### RECORDS SUPPLIED

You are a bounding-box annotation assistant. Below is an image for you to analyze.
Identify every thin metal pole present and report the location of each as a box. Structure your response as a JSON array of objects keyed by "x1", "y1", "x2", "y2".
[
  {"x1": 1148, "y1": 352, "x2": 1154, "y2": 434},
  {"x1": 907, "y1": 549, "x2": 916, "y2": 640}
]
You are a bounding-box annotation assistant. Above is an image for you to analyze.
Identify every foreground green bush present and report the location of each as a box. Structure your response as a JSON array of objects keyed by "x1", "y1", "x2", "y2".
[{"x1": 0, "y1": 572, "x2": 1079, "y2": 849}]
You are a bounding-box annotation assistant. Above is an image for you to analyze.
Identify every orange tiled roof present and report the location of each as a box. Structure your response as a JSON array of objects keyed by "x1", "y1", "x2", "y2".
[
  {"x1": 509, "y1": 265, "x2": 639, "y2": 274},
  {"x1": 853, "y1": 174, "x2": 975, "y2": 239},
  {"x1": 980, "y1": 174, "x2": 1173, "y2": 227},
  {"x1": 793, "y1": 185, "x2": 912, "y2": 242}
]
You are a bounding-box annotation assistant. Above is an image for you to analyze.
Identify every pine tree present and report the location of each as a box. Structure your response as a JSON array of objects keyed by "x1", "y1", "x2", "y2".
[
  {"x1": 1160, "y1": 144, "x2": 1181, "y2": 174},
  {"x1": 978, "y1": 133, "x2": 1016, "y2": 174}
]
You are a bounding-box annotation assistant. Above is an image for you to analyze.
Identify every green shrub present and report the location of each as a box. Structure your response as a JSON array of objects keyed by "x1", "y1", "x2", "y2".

### WHAT IS NEEDED
Every line above should be retyped exactly as given.

### FINAL ANSWER
You are a bounding-box annotation assistant. Below is an image for you to analyze.
Identify every thin metal pole present and report the location of each as a box. Structure your response as a JSON array of objects keyed by "x1", "y1", "x2", "y2".
[
  {"x1": 1148, "y1": 352, "x2": 1154, "y2": 434},
  {"x1": 907, "y1": 549, "x2": 916, "y2": 640}
]
You are a bounding-box annotation assistant. Above is an image for you to analyze.
Identify every foreground green bush present and report the location of each as a box. Structure your response as a JSON array of objects keyed by "x1", "y1", "x2", "y2".
[{"x1": 0, "y1": 572, "x2": 1079, "y2": 849}]
You are a bounding-box annotation assistant. Above is an image for you to analyze.
Identify every orange tiled roof present and report the location of each as a box. Structure your response as a JSON array of objects keyed by "x1", "y1", "x2", "y2".
[
  {"x1": 509, "y1": 265, "x2": 639, "y2": 274},
  {"x1": 853, "y1": 174, "x2": 975, "y2": 239},
  {"x1": 980, "y1": 174, "x2": 1173, "y2": 227},
  {"x1": 793, "y1": 185, "x2": 912, "y2": 242}
]
You are a bounding-box annotation assistant. Above is an image for you to analyze.
Identify every pine tree present and report the location of each as a box. Structure your response as a JSON array of objects keyed by "x1", "y1", "x2", "y2".
[
  {"x1": 1160, "y1": 144, "x2": 1181, "y2": 174},
  {"x1": 978, "y1": 133, "x2": 1016, "y2": 174}
]
You are a bounding-box annotation assistant. Above is an image for you to analyze.
Identify every green shrub present and report the location of each as a box. Structure your response as a JSON array of objects keyed by "x1", "y1", "x2", "y2".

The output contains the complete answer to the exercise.